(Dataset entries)
::::::::::
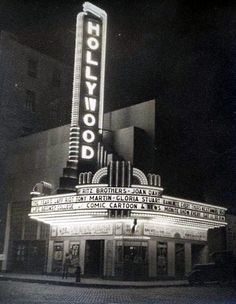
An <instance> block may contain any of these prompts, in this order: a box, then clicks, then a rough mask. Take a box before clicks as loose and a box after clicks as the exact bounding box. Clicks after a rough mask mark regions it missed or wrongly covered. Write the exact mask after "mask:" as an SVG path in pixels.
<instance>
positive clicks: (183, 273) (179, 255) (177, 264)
mask: <svg viewBox="0 0 236 304" xmlns="http://www.w3.org/2000/svg"><path fill="white" fill-rule="evenodd" d="M184 274H185V252H184V244H182V243H180V244H178V243H176V244H175V276H176V277H177V278H183V276H184Z"/></svg>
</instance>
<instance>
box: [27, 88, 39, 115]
mask: <svg viewBox="0 0 236 304" xmlns="http://www.w3.org/2000/svg"><path fill="white" fill-rule="evenodd" d="M35 99H36V96H35V92H33V91H30V90H26V100H25V107H26V109H29V110H30V111H32V112H35Z"/></svg>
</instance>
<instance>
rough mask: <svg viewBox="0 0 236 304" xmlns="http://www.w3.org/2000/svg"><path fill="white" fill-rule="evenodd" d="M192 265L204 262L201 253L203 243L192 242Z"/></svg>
mask: <svg viewBox="0 0 236 304" xmlns="http://www.w3.org/2000/svg"><path fill="white" fill-rule="evenodd" d="M191 247H192V267H193V266H194V265H196V264H202V263H203V262H204V259H203V253H204V248H205V245H202V244H192V246H191Z"/></svg>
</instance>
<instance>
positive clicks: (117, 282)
mask: <svg viewBox="0 0 236 304" xmlns="http://www.w3.org/2000/svg"><path fill="white" fill-rule="evenodd" d="M1 280H3V281H5V280H12V281H21V282H28V283H43V284H53V285H64V286H77V285H80V287H100V288H110V287H113V288H121V287H122V288H130V287H134V288H141V287H163V286H165V287H166V286H172V287H173V286H188V285H189V283H188V281H187V280H172V281H170V280H165V281H118V280H105V279H101V278H81V281H80V283H76V282H75V278H74V277H68V278H67V279H62V277H61V276H52V275H40V274H38V275H37V274H21V273H0V281H1Z"/></svg>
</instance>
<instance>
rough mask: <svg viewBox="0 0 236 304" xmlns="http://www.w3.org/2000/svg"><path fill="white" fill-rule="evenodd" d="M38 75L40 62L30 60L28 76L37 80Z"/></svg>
mask: <svg viewBox="0 0 236 304" xmlns="http://www.w3.org/2000/svg"><path fill="white" fill-rule="evenodd" d="M37 73H38V61H37V60H35V59H32V58H31V59H29V60H28V75H29V76H30V77H34V78H36V77H37Z"/></svg>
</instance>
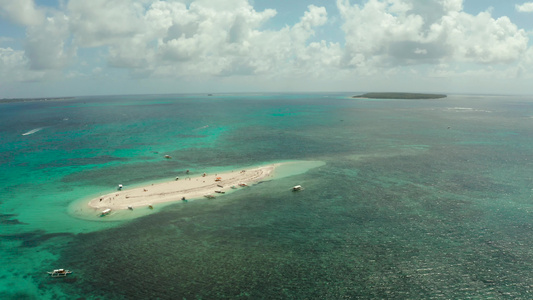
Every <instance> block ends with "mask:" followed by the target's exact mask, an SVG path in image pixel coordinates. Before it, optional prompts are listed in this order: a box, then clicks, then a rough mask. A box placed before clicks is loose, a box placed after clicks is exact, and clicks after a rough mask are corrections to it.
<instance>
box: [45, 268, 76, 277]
mask: <svg viewBox="0 0 533 300" xmlns="http://www.w3.org/2000/svg"><path fill="white" fill-rule="evenodd" d="M46 273H48V274H50V276H51V277H66V276H67V275H68V274H72V271H70V270H65V269H56V270H53V271H52V272H46Z"/></svg>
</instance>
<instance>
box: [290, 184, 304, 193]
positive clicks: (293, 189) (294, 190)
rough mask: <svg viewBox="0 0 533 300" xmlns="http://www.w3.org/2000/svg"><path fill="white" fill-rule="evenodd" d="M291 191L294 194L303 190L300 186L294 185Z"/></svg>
mask: <svg viewBox="0 0 533 300" xmlns="http://www.w3.org/2000/svg"><path fill="white" fill-rule="evenodd" d="M292 190H293V191H294V192H296V191H301V190H303V188H302V186H301V185H295V186H293V187H292Z"/></svg>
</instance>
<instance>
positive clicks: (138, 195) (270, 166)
mask: <svg viewBox="0 0 533 300" xmlns="http://www.w3.org/2000/svg"><path fill="white" fill-rule="evenodd" d="M280 165H282V163H276V164H270V165H266V166H261V167H257V168H253V169H244V170H237V171H231V172H225V173H218V174H204V175H200V176H198V177H188V176H183V177H179V178H177V179H176V180H173V181H169V182H163V183H154V184H152V185H147V186H142V187H136V188H131V189H128V188H127V187H125V188H124V189H122V190H117V191H115V192H112V193H109V194H106V195H102V196H99V197H96V198H93V199H91V200H90V201H89V207H91V208H94V209H95V210H101V211H104V210H106V209H111V210H125V209H128V208H130V209H134V208H136V207H148V206H150V205H156V204H158V203H166V202H177V201H180V200H182V199H185V200H188V199H195V198H201V197H216V196H220V195H222V194H224V193H226V192H228V191H230V190H232V189H236V188H242V187H245V186H247V185H251V184H254V183H257V182H259V181H262V180H265V179H269V178H270V177H272V176H273V172H274V169H275V168H276V167H279V166H280Z"/></svg>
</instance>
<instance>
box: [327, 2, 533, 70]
mask: <svg viewBox="0 0 533 300" xmlns="http://www.w3.org/2000/svg"><path fill="white" fill-rule="evenodd" d="M337 5H338V7H339V10H340V12H341V15H342V17H343V19H344V21H345V23H344V25H343V27H342V28H343V30H344V32H345V35H346V36H345V38H346V49H345V50H346V54H345V59H344V63H345V65H346V66H347V67H357V68H360V67H363V66H364V65H369V64H373V66H374V67H379V66H382V67H391V66H394V65H405V64H427V63H431V64H440V63H442V62H445V61H452V62H474V63H510V62H515V61H517V60H518V59H520V58H521V56H522V55H523V54H524V53H525V51H526V49H527V43H528V37H527V34H526V32H525V31H524V30H521V29H518V28H517V26H516V25H514V24H513V23H512V22H511V21H510V20H509V18H507V17H501V18H498V19H494V18H493V17H492V16H491V15H490V13H488V12H482V13H480V14H478V15H471V14H468V13H465V12H463V11H462V1H461V0H440V1H424V2H421V1H420V0H384V1H379V0H369V1H368V2H366V4H364V5H362V4H361V5H358V4H353V5H352V4H351V3H350V1H349V0H338V1H337ZM427 12H431V13H427ZM420 49H424V50H423V51H422V52H423V54H424V55H420V54H421V51H420ZM376 64H377V65H376Z"/></svg>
::::::::::
_Task_
Show each full line from the entries above that contains the word "rough". Case counts.

_Written answer_
An <instance> block may contain any of these prompts, in this order: a box, then clicks, then a rough mask. Take a box before clicks as loose and a box after clicks as the exact bounding box. Clicks after a rough mask mark regions it missed or wrongly covered. Write the exact mask after "mask:" as an SVG path in pixels.
rough mask: <svg viewBox="0 0 236 304" xmlns="http://www.w3.org/2000/svg"><path fill="white" fill-rule="evenodd" d="M192 265L204 262L201 253L203 243L192 242Z"/></svg>
rough mask: <svg viewBox="0 0 236 304" xmlns="http://www.w3.org/2000/svg"><path fill="white" fill-rule="evenodd" d="M38 75L40 62L30 60L28 76L37 80Z"/></svg>
Every <instance> block ends with "mask:" followed by the target's exact mask, an SVG path in image pixel coordinates. Before it, optional prompts are listed in this order: a box, then clicks, then a rough mask. A box placed before clicks is loose, a box placed after clicks is exact, and clicks after a rough mask are corrections to it.
rough mask: <svg viewBox="0 0 533 300" xmlns="http://www.w3.org/2000/svg"><path fill="white" fill-rule="evenodd" d="M291 191L294 194L303 190L300 186L294 185Z"/></svg>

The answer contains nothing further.